**Text provided:**
********************

California’s trailblazing surgeon general is using her platform to pave the way for improving the health of women, children and communities of color while inspiring a new generation of Latinx physicians.
Diana Ramos, MD, MPH, MBA, visited UCSF on January 30 to deliver Grand Rounds at Mission Bay, calling attention to the impact of Adverse Childhood Experiences (ACEs) and the devastating health impacts of toxic stress. Before that, Ramos met with an enthusiastic group of Latinx faculty, staff, residents, and medical students to share her path to becoming California’s first Latinx surgeon general.
While Latinx people make up 40% of California’s population, just 6% of the state’s physicians are Latinx, Ramos noted.
“All of you are faces of the future,” she said, encouraging UCSF students to be changemakers to advocate for policies that promote reproductive, mental and childhood health.

********************

**Given entries:**
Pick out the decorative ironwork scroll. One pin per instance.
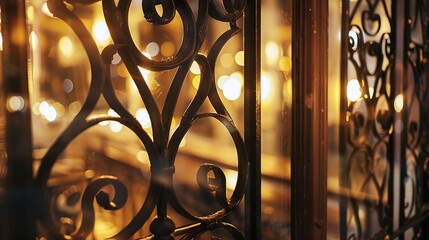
(369, 118)
(387, 129)
(415, 85)
(161, 147)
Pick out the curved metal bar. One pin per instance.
(94, 191)
(234, 10)
(121, 34)
(97, 81)
(212, 56)
(176, 85)
(162, 150)
(115, 104)
(242, 166)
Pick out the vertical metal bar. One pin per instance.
(343, 114)
(20, 222)
(252, 122)
(309, 164)
(398, 137)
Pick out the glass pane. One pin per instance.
(334, 67)
(276, 101)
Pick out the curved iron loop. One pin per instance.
(143, 214)
(176, 85)
(59, 10)
(212, 56)
(111, 98)
(369, 18)
(151, 14)
(117, 21)
(243, 165)
(148, 100)
(232, 10)
(94, 190)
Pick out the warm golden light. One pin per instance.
(34, 40)
(399, 103)
(145, 73)
(101, 32)
(48, 111)
(232, 86)
(15, 104)
(66, 46)
(30, 13)
(239, 58)
(153, 49)
(167, 49)
(195, 69)
(45, 10)
(353, 90)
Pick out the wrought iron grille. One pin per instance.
(162, 143)
(385, 129)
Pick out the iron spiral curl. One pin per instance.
(162, 149)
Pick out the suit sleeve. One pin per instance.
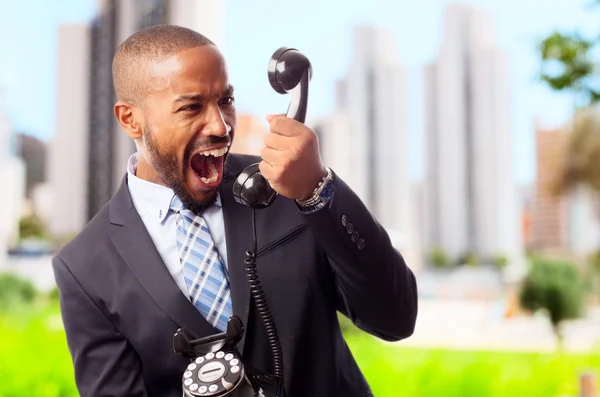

********************

**What this task involves:**
Continue the article about California surgeon general Diana Ramos's visit to UCSF, starting after its last sentence.

**Response box:**
“If we don’t pull ourselves up, other people will be making [health care] decisions for us,” she said. “Together, we’re going to be able to be that leadership, not just for California. We’ll be that powerful for the world.”
Ramos was invited to speak at UCSF by Josie Urbina, MD, an assistant professor in the UCSF Department of Obstetrics, Gynecology and Reproductive Sciences, who — similar to Ramos — is the “proud daughter” of Mexican immigrants and was raised in Los Angeles.
“We need to make more of an intentional effort to be out there and mentor our next generation of physicians because if they don’t see themselves represented, they’re going to think it’s not possible,” Urbina said. “You can’t be what you can’t see. Seeing Dr. Ramos, it makes everything possible.”
She received her medical degree from the Keck University of Southern California School of Medicine and completed her residency training at Los Angeles County-University of Southern California Medical Center. She also holds a Master of Public Health degree from UCLA and a Master of Business Administration degree from the UC Irvine Paul Merage School of Business.
She was appointed by Gov. Gavin Newsom as the second Surgeon General of California in August 2022.
“If they don’t see themselves represented, they’re going to think it’s not possible. You can’t be what you can’t see. Seeing Dr. Ramos, it makes everything possible.”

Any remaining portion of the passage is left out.